BEGIN INFORMATION GIVEN

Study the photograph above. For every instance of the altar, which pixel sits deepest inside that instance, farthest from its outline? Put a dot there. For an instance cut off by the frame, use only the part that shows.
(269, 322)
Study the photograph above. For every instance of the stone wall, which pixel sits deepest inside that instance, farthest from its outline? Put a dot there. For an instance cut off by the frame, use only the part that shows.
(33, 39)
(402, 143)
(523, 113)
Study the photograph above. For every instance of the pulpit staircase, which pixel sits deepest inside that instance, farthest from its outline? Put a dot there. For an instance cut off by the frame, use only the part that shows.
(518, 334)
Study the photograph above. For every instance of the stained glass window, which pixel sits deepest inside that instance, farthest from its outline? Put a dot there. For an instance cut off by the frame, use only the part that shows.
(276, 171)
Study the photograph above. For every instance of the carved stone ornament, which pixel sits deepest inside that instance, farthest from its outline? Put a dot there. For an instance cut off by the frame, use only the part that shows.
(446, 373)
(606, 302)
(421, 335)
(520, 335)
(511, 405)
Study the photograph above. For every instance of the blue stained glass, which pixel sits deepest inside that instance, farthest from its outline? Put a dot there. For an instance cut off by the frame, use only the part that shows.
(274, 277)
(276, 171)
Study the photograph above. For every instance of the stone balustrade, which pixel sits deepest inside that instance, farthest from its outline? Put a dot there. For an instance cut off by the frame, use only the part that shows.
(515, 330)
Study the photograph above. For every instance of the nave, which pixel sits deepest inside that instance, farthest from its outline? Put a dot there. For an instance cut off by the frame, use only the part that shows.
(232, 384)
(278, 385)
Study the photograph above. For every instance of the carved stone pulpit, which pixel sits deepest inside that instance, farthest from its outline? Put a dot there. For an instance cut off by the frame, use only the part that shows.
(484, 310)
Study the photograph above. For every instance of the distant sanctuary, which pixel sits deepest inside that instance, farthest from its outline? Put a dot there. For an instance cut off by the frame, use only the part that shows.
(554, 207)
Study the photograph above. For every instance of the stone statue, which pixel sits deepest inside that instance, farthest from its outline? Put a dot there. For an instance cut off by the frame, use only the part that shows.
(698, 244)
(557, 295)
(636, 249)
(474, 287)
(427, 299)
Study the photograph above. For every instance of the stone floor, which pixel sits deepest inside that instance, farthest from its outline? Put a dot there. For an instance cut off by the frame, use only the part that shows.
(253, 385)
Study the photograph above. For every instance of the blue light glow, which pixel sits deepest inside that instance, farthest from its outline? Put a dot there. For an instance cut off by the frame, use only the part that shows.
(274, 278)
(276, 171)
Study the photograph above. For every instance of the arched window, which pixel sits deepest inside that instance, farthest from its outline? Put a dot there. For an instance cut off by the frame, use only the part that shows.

END INFORMATION GIVEN

**WHAT TO PRODUCE:** Reproduce every line of the data verbatim.

**WRITTEN SOLUTION:**
Study the photograph above. For every instance of the altar, which pixel sits deepest inside that instance, farthest from its outline? Put a dot there. For an instance cut off by the frame, use only the part that shows.
(269, 322)
Study the photograph above. For every instance of the stone wall, which pixel sits deepest inside that instance, farthest from its outline? Put a dot there. For an instance cut off by the frame, use only the part that shows.
(33, 39)
(402, 143)
(523, 113)
Study the photograph above. For every instance of the pulpit staircase, which pixel sits deepest inside that instance, farthest from its outline? Put a dot there. For an instance cut off by the frame, use only the part that shows.
(518, 334)
Study the photograph above. For every instance of the stained glass window, which pixel sits deepest inside that instance, farthest from its outline? Put a dot there. For an instance cut off by the frame, use only the part that shows.
(276, 171)
Study the photograph above. For every instance of the carved stone ornament, which pixel sits deepest inside that instance, farthest from its outline? Put a dot there. For an instance cut off by the frame, use only the part that shows.
(446, 373)
(606, 302)
(421, 335)
(520, 335)
(511, 405)
Study the photograph above. For every instance of the blue stained glass, which pixel sits deepest inside that instance, farthest from its outline? Put a dot there. For an instance cut off by the frame, use only the part that shows.
(274, 277)
(276, 171)
Study the photograph above. For every instance of the stone balustrade, which pixel sits deepest inside that instance, farthest from its outline? Put a dot there. For an instance cut off by the frame, use only the part that shows.
(515, 330)
Study the photograph above. For every instance of the nave, which pixel sits deepest inside that instance, farthest from its outline? Put a dot there. For an instance cut off by the frame, use only the part that shows.
(232, 384)
(278, 385)
Study the photograph above. For every instance of the carved stone pulpit, which pixel sits deepest inside that instance, farthest from its outline? Put a dot there. For an instance cut off by the frame, use only the part that shows.
(484, 310)
Study the photograph above. For every instance of the distant sanctuary, which pixel sits deepest inside that instance, farthest from its outline? Put a dot there. For an instance cut off by the frame, use only the part that shows.
(554, 207)
Study the photograph above. For every instance of the stone statue, which pixel sits deepest inside that instance, farthest from its outline? Put a dot there. For an instance cut off by the frame, use only the part that shows.
(698, 244)
(557, 295)
(636, 249)
(474, 287)
(427, 299)
Study the photograph above. For every instance of the stone floor, which pixel sits deepest inside that instance, farthest from its outline? Put a dot there. For an instance cut off by the frame, use only the part that shows.
(253, 385)
Study the photograph above. For every instance of the blue light glow, which pixel sits deepest inside that instance, farthest from its outline? Put a dot there. For an instance cut off by the frame, use only the part that shows.
(274, 278)
(276, 171)
Study the photograph above. For every instance of the arched window, which pixel sits deepest inside that instance, farthest from its outline? Put a dot there. For an instance cut off by the frame, use only the part that shows.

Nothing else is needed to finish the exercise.